### Provided text
-*-

Revert a CAF?

[Simon Marlow]

On 07/12/11 15:16, Twan van Laarhoven wrote:
> On 06/12/11 18:48, wren ng thornton wrote:
>> So, I have an optimization/internals question. Does the GHC API have any
>> hooks for being able to revert a CAF to the original expression, thus
>> discarding the previously computed result?
>>
>> ...
>>
>> I could hack something together based on unsafePerformIO and top-level
>> IORefs, and it's clear that this is in fact a safe thing to do, but I'm
>> worried about the semantic issues inherent in unsafePerformIOed
>> top-level IORefs (e.g., the fact that their scope isn't particularly
>> well defined: is it per library instance? per runtime?...).
>> Unfortunately, for what I'm doing, it isn't really feasible to just
>> leave the IO type in there nor to pass around the infinite list so we
>> can use scoping rules to decide when to free it.
>
> How bad is the IORef solution really? I.e. can someone more well versed
> in ghc internals tell me why this wouldn't work?

-*-

### Supplied data
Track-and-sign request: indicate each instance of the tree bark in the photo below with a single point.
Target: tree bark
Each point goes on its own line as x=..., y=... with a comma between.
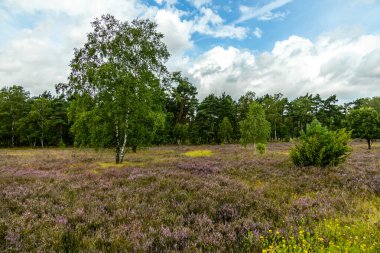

-*-

### Required tasks
- a) Answer these questions about the thread "Revert a CAF?":
(i) Whose message does Simon Marlow quote, and when was it sent?
(ii) What does wren ng thornton ask whether the GHC API has hooks for?
(iii) Which two alternatives does wren ng thornton say are not really feasible?
- b) Return the part of the CAF thread that begins at the words "On 07/12/11 15:16, Twan" and stops after the words "previously computed result?". Keep every character unchanged.

### Results
- a)
(i) Twan van Laarhoven's message, sent on 07/12/11 at 15:16.
(ii) Hooks for reverting a CAF to the original expression, which would discard the previously computed result.
(iii) Leaving the IO type in there, or passing around the infinite list so that scoping rules decide when to free it.

- b)
On 07/12/11 15:16, Twan van Laarhoven wrote:
> On 06/12/11 18:48, wren ng thornton wrote:
>> So, I have an optimization/internals question. Does the GHC API have any
>> hooks for being able to revert a CAF to the original expression, thus
>> discarding the previously computed result?